**DOCUMENT SEGMENT**
——————

NEW YORK – Single-cell omics firm Proteona is working to drive adoption of its immune profiling platform with data from a recently published study and grant awards to two scientists using the company's tools to study the disease.
Last month, the Singapore-based startup said that it had awarded a pair of $50,000 grants to two multiple myeloma researchers: Scott Goldsmith at and the Washington University School of Medicine and Florian Kuchenbauer at Canada's BC Cancer Research Centre.
The company and collaborators also last month published a study in Science Advances that used its platform to characterize chimeric antigen receptor (CAR)-T cells generated via a novel plasmid-based approach that its developers hope could prove a safer, easier, and more effective method of producing these cells.
Traditionally, CAR-T cells are made using lentiviruses to transfer genes in T cells, which raises the risk of toxicity and can also lead to side effects due to genomic integration of the virus that reduce the cells' therapeutic effectiveness, said Patrick Schmidt, project leader at the National Center for Tumor Diseases (NTC) in Heidelberg, Germany and an author on the Science Advances paper.
To address these challenges, Schmidt and his colleagues developed an approach to engineering T cells that uses plasmid-based vectors. In their Science Advances work they demonstrated that such vectors, which they termed nanovectors, could be used to manufacture CAR-T cells at the scale needed for clinical use and that they exhibited stronger anti-tumor activity in vitro and in mouse models than did CAR-T cells generated using conventional techniques.
The researchers used Proteona's technology to molecularly characterize the new CAR-T cells and understand how they were different at the genomic and proteomic levels from conventional CAR-T products.
Proteona's ESCAPE (enhanced single-cell analysis with protein expression) technology, licensed from the National University of Singapore, combines single-cell sequencing with DNA-barcoded antibodies targeting proteins of interest to allow researchers to simultaneously assess protein and gene expression.

——————

**Photo-based referring expression data**
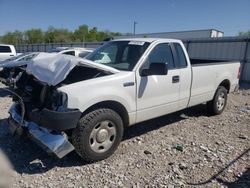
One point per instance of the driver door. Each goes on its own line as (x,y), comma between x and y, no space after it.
(158,95)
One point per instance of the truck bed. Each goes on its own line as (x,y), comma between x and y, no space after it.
(200,62)
(207,76)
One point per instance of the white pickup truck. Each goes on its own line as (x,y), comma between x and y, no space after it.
(7,51)
(69,103)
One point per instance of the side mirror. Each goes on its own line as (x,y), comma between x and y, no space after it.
(155,69)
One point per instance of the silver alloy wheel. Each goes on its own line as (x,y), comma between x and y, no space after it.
(103,136)
(221,101)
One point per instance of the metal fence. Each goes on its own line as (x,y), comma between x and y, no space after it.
(21,48)
(225,48)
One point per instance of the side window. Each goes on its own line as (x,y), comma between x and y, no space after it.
(110,53)
(5,49)
(162,53)
(180,55)
(70,53)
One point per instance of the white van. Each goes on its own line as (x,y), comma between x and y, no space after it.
(7,51)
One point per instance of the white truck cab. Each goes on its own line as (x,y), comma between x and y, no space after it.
(7,51)
(93,100)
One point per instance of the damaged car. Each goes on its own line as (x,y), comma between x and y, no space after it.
(67,103)
(11,69)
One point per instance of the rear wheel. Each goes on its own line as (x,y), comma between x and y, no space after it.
(218,104)
(98,134)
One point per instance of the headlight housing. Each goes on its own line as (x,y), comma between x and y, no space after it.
(59,101)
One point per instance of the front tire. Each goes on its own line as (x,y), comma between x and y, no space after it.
(218,104)
(98,134)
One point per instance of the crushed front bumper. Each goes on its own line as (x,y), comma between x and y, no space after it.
(56,143)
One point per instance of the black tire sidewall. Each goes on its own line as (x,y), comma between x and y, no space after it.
(218,92)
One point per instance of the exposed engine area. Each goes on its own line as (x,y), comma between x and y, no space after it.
(37,95)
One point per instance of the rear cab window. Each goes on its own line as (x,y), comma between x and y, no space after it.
(70,53)
(161,53)
(181,58)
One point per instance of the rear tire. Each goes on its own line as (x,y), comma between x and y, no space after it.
(98,134)
(218,104)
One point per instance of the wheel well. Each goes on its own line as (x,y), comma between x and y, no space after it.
(226,84)
(116,106)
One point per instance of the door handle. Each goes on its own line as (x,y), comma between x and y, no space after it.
(175,79)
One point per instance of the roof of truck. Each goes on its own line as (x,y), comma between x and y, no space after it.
(150,40)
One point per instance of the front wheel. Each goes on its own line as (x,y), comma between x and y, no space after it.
(98,134)
(218,104)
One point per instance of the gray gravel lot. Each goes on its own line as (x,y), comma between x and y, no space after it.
(184,149)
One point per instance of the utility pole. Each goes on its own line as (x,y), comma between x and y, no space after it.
(135,26)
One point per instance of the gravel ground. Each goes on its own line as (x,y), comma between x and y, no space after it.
(184,149)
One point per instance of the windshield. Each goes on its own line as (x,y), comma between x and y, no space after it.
(17,57)
(121,55)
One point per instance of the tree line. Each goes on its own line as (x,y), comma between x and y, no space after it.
(54,35)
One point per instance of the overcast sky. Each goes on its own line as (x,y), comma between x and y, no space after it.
(229,16)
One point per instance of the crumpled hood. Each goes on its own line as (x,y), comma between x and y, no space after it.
(54,68)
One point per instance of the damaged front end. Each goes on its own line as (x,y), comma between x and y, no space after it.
(40,109)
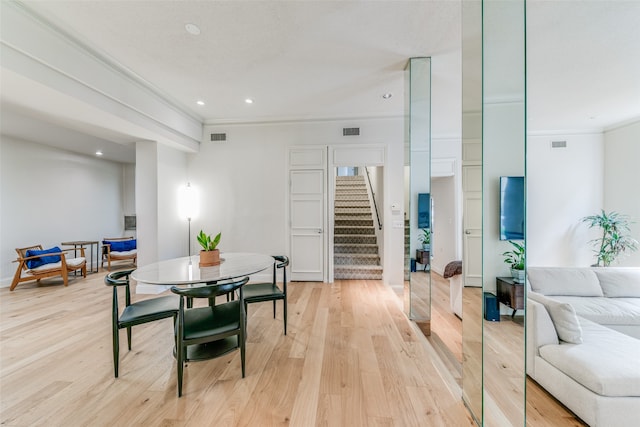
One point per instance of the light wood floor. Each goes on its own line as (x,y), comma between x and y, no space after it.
(351,358)
(504,361)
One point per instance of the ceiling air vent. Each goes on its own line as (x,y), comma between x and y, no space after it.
(218,137)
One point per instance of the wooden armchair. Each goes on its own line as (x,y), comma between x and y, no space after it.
(52,262)
(118,249)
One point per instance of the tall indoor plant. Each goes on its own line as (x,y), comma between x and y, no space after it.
(616,236)
(425,238)
(209,255)
(515,258)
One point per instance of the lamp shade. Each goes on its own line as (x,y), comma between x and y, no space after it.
(188,202)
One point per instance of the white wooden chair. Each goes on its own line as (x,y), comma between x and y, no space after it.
(55,262)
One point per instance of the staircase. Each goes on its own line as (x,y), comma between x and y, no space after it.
(355,244)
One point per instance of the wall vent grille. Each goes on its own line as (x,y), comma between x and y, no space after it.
(218,137)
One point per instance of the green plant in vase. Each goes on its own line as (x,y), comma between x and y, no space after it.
(515,258)
(425,238)
(616,236)
(209,255)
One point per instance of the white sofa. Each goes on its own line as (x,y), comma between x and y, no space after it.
(583,340)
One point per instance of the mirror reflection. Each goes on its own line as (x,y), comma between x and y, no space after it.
(472,207)
(418,199)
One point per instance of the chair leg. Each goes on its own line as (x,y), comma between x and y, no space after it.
(180,352)
(241,338)
(284,309)
(116,350)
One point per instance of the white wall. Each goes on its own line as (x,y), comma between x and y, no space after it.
(172,229)
(622,178)
(160,173)
(49,196)
(563,186)
(246,181)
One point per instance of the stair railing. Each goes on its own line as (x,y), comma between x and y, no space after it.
(373,196)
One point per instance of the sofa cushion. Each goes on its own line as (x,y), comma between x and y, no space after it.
(564,281)
(605,311)
(563,317)
(605,363)
(37,262)
(619,282)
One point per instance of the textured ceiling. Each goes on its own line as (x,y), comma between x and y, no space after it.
(334,59)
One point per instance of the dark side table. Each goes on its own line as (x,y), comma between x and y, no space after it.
(77,244)
(510,293)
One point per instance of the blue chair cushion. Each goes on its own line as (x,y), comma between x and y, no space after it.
(37,262)
(121,245)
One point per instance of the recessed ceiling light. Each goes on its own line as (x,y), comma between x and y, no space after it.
(192,29)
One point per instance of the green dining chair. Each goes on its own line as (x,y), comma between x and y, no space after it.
(136,313)
(261,292)
(200,325)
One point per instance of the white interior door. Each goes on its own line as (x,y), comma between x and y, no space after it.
(472,224)
(307,215)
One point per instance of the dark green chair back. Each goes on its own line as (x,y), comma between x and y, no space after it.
(214,322)
(144,311)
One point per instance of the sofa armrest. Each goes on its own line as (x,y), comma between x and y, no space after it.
(540,331)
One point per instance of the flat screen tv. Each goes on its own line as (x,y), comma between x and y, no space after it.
(512,209)
(424,203)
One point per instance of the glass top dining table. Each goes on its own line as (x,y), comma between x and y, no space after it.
(186,270)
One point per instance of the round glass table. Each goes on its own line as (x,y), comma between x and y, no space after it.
(186,271)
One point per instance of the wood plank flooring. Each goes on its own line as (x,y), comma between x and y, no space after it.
(351,358)
(504,361)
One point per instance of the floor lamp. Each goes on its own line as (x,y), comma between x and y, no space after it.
(189,207)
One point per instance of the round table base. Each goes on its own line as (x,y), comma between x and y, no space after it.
(210,350)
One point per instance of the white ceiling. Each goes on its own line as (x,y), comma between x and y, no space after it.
(334,59)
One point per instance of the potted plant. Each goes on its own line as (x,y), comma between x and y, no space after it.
(209,255)
(516,260)
(425,238)
(616,238)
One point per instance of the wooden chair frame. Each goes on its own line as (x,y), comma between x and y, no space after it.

——————

**ASSIGNED TASK 1**
In the article about Proteona, what does the name ESCAPE stand for?
**ASSIGNED TASK 2**
From the article about Proteona, copy word for word the passage starting with "The researchers used" and going on through "and gene expression.".

**REPLY 1**
Enhanced single-cell analysis with protein expression.

**REPLY 2**
The researchers used Proteona's technology to molecularly characterize the new CAR-T cells and understand how they were different at the genomic and proteomic levels from conventional CAR-T products.
Proteona's ESCAPE (enhanced single-cell analysis with protein expression) technology, licensed from the National University of Singapore, combines single-cell sequencing with DNA-barcoded antibodies targeting proteins of interest to allow researchers to simultaneously assess protein and gene expression.